## Records to process
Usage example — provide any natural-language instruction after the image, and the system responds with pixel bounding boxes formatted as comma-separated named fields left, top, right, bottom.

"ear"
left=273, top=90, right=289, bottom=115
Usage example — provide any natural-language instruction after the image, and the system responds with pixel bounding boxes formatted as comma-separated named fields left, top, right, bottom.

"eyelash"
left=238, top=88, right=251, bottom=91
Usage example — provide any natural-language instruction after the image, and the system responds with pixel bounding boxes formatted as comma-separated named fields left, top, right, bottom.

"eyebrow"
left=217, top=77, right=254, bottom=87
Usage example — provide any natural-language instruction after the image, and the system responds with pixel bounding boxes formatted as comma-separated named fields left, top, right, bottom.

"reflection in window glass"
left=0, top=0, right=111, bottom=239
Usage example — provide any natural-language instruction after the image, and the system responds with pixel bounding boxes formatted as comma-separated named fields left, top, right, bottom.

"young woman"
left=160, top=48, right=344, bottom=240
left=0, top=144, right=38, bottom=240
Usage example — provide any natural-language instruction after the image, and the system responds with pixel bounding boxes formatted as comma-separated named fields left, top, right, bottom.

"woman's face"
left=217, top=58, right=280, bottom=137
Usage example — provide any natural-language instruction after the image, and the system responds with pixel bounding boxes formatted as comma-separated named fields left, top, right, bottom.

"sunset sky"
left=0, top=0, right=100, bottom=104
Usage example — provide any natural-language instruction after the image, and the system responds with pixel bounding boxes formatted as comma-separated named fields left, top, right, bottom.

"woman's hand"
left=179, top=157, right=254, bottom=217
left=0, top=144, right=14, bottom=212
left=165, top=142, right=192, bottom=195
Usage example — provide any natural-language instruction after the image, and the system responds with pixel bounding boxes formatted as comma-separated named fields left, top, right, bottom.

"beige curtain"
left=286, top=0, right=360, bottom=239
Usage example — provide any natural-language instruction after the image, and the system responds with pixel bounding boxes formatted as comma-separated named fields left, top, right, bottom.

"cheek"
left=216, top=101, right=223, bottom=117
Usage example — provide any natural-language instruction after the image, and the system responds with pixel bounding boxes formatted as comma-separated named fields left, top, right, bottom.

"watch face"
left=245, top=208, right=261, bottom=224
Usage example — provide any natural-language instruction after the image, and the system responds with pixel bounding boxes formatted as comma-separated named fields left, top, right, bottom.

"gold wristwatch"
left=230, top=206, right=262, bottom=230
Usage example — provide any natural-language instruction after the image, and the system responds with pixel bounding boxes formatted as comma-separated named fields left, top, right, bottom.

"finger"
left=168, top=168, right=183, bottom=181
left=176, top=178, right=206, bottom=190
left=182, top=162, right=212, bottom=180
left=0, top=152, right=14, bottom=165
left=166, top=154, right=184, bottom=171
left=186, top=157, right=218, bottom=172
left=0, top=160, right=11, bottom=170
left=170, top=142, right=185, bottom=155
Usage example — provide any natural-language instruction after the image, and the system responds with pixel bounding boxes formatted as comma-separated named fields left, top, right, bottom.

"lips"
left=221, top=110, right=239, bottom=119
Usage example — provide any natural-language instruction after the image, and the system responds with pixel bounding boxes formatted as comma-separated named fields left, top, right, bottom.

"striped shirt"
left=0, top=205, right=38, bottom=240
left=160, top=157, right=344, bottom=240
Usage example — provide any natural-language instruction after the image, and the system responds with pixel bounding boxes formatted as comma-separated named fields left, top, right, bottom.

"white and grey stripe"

## Task
Rewrite the listing from its first line through the line with "left=273, top=90, right=289, bottom=115", swapping "ear" for "earlobe" and keeping everything else the same.

## Correct answer
Usage example — provide any natural-language instruction after the image, and the system responds with pixel bounding boxes formatted as comma-separated named fields left, top, right, bottom.

"earlobe"
left=273, top=90, right=289, bottom=115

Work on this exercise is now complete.